[Begin Input for this task]

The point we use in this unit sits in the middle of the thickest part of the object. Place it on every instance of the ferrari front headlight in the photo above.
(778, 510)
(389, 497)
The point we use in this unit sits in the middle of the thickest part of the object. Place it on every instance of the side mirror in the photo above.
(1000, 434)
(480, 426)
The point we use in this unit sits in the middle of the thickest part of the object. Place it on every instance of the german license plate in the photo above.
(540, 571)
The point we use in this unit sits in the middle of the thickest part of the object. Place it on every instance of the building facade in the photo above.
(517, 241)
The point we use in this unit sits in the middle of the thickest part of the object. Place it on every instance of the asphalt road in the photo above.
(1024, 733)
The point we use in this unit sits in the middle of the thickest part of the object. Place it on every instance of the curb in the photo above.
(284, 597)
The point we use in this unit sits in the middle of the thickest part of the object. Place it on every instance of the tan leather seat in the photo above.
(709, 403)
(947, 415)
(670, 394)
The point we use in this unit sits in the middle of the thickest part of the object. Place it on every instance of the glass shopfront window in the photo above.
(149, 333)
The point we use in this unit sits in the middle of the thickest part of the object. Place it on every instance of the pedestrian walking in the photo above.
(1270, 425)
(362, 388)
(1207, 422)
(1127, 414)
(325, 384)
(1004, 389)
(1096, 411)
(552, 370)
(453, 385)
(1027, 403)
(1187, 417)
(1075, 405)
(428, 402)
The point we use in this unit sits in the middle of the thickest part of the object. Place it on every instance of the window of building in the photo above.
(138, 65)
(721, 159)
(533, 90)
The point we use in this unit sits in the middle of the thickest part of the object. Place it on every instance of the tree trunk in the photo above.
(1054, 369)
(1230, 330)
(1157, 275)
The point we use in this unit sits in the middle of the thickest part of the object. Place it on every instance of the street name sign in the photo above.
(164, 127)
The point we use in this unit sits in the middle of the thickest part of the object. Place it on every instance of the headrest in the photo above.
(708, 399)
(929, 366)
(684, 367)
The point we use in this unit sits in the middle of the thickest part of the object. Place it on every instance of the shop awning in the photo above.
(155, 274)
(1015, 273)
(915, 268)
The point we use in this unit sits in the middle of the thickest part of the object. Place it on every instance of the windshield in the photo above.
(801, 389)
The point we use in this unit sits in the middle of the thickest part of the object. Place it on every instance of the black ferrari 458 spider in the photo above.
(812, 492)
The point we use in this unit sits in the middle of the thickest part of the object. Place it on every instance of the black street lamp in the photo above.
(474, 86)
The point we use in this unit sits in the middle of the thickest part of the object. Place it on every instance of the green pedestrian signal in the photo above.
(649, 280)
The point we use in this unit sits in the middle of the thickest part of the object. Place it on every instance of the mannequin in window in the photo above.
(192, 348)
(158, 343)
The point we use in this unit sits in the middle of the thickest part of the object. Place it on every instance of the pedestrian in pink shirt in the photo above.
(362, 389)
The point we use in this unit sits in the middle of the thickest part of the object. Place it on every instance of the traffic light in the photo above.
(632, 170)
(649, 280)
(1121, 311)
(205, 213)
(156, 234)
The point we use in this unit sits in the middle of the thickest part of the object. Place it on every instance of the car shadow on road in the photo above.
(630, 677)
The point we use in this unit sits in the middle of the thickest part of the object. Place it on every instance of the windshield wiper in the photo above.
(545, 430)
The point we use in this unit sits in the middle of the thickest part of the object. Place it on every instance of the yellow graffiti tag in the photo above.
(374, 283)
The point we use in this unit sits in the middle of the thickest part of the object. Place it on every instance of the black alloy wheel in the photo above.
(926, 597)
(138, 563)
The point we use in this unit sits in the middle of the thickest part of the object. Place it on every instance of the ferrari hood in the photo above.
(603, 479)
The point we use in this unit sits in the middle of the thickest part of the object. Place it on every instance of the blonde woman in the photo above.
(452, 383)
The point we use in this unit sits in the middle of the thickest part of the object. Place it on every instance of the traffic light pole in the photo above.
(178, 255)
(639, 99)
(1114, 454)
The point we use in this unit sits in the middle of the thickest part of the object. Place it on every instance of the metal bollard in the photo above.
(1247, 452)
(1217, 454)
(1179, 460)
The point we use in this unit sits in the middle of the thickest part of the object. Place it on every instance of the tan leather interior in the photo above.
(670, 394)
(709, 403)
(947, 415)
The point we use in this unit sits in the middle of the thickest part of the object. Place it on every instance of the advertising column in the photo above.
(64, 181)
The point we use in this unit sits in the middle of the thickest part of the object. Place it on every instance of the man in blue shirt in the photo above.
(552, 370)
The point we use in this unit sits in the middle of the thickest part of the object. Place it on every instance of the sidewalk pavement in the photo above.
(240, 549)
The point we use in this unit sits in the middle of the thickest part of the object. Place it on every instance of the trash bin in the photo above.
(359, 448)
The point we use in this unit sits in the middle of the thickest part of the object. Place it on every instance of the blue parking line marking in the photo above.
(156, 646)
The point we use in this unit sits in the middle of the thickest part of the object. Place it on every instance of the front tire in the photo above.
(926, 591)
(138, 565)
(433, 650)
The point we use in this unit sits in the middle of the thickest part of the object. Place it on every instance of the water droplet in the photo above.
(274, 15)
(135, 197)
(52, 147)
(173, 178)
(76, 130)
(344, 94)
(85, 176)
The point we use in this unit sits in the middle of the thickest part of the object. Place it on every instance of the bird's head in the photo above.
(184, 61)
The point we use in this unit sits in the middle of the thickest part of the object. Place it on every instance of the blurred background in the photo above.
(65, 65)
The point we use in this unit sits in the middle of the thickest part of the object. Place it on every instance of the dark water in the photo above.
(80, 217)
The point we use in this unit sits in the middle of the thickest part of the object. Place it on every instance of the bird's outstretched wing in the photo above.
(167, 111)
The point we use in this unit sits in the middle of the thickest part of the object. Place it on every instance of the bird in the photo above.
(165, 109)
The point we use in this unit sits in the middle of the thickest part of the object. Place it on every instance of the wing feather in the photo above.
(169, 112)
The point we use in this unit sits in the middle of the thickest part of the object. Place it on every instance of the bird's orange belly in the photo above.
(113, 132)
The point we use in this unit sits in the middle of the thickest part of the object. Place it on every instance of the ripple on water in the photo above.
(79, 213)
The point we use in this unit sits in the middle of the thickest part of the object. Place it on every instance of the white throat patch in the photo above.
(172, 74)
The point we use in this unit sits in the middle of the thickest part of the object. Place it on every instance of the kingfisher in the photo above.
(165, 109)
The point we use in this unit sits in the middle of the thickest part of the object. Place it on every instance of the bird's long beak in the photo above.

[End Input for this task]

» **Stated problem**
Put every line of the records above into a numbered list, skipping any blank lines.

» **Answer**
1. The point we use in this unit sits in the middle of the thickest part of the object. Place it on every instance of the ferrari front headlight in the photo above.
2. (778, 510)
3. (389, 497)
4. The point we use in this unit sits in the middle of the thickest part of the object. Place it on every instance of the side mirror in the photo above.
5. (1000, 434)
6. (480, 426)
7. The point we use in this unit sits in the middle of the thickest part of the object. Place it on every instance of the german license plate in the photo above.
8. (540, 571)
9. The point we use in this unit sits in the middle of the thickest part of the object. Place it on every instance of the building facade in the photo above.
10. (517, 241)
11. The point we use in this unit sits in the middle of the thickest part of the object. Place it on every instance of the asphalt road in the photo above.
12. (1024, 733)
13. The point we use in this unit sits in the middle of the thickest part of the object. Place it on every instance of the curb in the photo above.
14. (284, 597)
15. The point we use in this unit sits in the middle of the thickest part of the object. Place it on every instance of the tan leather seat in the photo above.
16. (709, 403)
17. (947, 415)
18. (670, 394)
19. The point we use in this unit sits in the middle of the thickest part of the object. Place it on every instance of the glass shopfront window in the photo above.
20. (149, 333)
21. The point we use in this unit sits in the middle of the thickest part of the object. Place it on every instance of the pedestrian walking in the photo above.
22. (1270, 425)
23. (362, 388)
24. (1207, 422)
25. (1127, 414)
26. (325, 384)
27. (1004, 389)
28. (1096, 411)
29. (552, 370)
30. (453, 385)
31. (1027, 403)
32. (1187, 417)
33. (1075, 405)
34. (428, 402)
35. The point we use in this unit sits in the middle of the thickest part of the object. Place it on every instance of the window of building in the photo above.
36. (138, 65)
37. (721, 159)
38. (533, 90)
39. The point we use in this unit sits in the middle of the thickest part of the object. Place it on every instance of the tree trunk in the photo above.
40. (1054, 369)
41. (1230, 330)
42. (1157, 275)
43. The point we use in this unit sits in the middle of the thickest part of the object. Place it on every instance of the street name sign in the photo above.
44. (164, 127)
45. The point we use in this unit sits in the middle of the thickest part of the object. Place it on every instance of the headrest in the photo above.
46. (708, 399)
47. (929, 366)
48. (684, 367)
49. The point we use in this unit sits in the middle of the thickest part of the object. Place it on every instance of the shop awning in the photo above.
50. (155, 274)
51. (1015, 273)
52. (915, 268)
53. The point we use in this unit sits in the middle of the thickest part of the object. Place it on every instance of the windshield in the photo above.
54. (801, 389)
55. The point we use in this unit sits in the middle of the thickest part of the object. Place it on every instance of the black ferrari 458 spider in the photo above.
56. (812, 492)
57. The point we use in this unit sits in the middle of the thickest part of the object. Place it on every instance of the black street lamp in the photo above.
58. (474, 86)
59. The point we use in this unit sits in the middle of the thickest part of the object. Place it on every instance of the green pedestrian signal in the photo above.
60. (649, 280)
61. The point we use in this unit sits in the middle of the thickest part of the object. Place it on every instance of the mannequin in window in the photo above.
62. (192, 348)
63. (158, 343)
64. The point we use in this unit sits in the middle of the thickest part of the object. Place it on every instance of the pedestrian in pink shirt in the photo above.
65. (362, 389)
66. The point we use in this unit sits in the middle of the thickest part of the object. Place it on every instance of the traffic light in the photo above.
67. (632, 170)
68. (649, 280)
69. (1121, 311)
70. (205, 213)
71. (156, 234)
72. The point we use in this unit sits in the middle of the thickest part of the object. Place it on every instance of the car shadow on road in the photo above.
73. (630, 677)
74. The point we use in this unit sits in the middle of the thickest part of the object. Place it on every instance of the windshield wiper in the photo above.
75. (545, 430)
76. The point we use in this unit sits in the middle of the thickest part of the object. Place it on every instance of the yellow graffiti tag in the photo above.
77. (374, 283)
78. The point we use in this unit sits in the middle of the thickest part of the object. Place it on every instance of the black alloy wheel in the photo above.
79. (926, 597)
80. (138, 563)
81. The point we use in this unit sits in the middle of the thickest part of the object. Place it on every instance of the ferrari hood in the photo above.
82. (603, 479)
83. The point we use in this unit sits in the middle of the thickest part of the object. Place it on every instance of the blonde woman in the photo above.
84. (452, 383)
85. The point we use in this unit sits in the middle of the thickest part of the object. Place it on every instance of the traffic light pole in the photo above.
86. (178, 255)
87. (639, 99)
88. (1114, 454)
89. The point we use in this unit sits in the middle of the thickest part of the object. Place it on every instance of the metal bollard in the photo above.
90. (1247, 452)
91. (1217, 454)
92. (1179, 460)
93. The point we use in this unit sits in the middle of the thickest part of the object. Place it on every instance of the tan leather interior in the photo above.
94. (670, 394)
95. (709, 403)
96. (947, 415)
97. The point we use in this unit sits in the middle of the thickest part of the object. Place it on every instance of the advertising column in the photo above.
98. (64, 181)
99. The point we use in this unit sits in the middle of the thickest part of the object. Place it on every instance of the man in blue shirt in the photo above.
100. (552, 370)
101. The point we use in this unit sits in the middle of the thickest part of the object. Place it on every instance of the sidewalk pavement in the photo above.
102. (240, 549)
103. The point we use in this unit sits in the middle of the thickest part of the object. Place it on every instance of the trash bin in the photo above.
104. (359, 448)
105. The point we use in this unit sits in the middle of the thickest part of the object. Place it on every instance of the blue parking line marking in the photo above.
106. (156, 646)
107. The point we use in this unit sits in the middle of the thickest part of the object. Place it on every instance of the front tire in the photo above.
108. (926, 591)
109. (138, 565)
110. (433, 650)
111. The point we use in this unit sits in the middle of the thickest part of the object. Place it on every instance of the water droplet in the photo above.
112. (274, 15)
113. (135, 197)
114. (52, 147)
115. (173, 178)
116. (76, 130)
117. (344, 94)
118. (85, 176)
119. The point we use in this unit sits in the middle of the thickest part of the object. Place it on every instance of the bird's head in the photo above.
120. (184, 61)
121. The point we use in this unit sits in the middle of the thickest part of the object. Place it on every instance of the blurred background in the photo above.
122. (65, 65)
123. The point we use in this unit sits in the middle of the thickest part of the object. Place it on every instance of the dark water in the photo above.
124. (80, 217)
125. The point we use in this unit sits in the middle of the thickest part of the object. Place it on every instance of the bird's outstretched wing in the photo above.
126. (167, 111)
127. The point we use in this unit sits in the middle of the thickest part of the object. Place it on every instance of the bird in the photo above.
128. (165, 109)
129. The point we use in this unit sits in the middle of the thickest part of the object. Place it on every instance of the wing feather in the photo above.
130. (169, 112)
131. The point we use in this unit sits in the middle of the thickest part of the object. Place it on every instance of the bird's orange belly in the photo above.
132. (113, 132)
133. The point we use in this unit sits in the middle of the thickest part of the object. Place it on every instance of the ripple on water in the photo above.
134. (79, 213)
135. The point we use in this unit sits in the middle of the thickest part of the object. Place it on every instance of the white throat patch in the photo above.
136. (172, 74)
137. The point we use in this unit sits in the middle of the thickest part of the object. Place it on every instance of the kingfisher in the photo above.
138. (165, 109)
139. The point we use in this unit sits in the middle of the thickest part of the object. Place it on every instance of the bird's long beak in the photo above.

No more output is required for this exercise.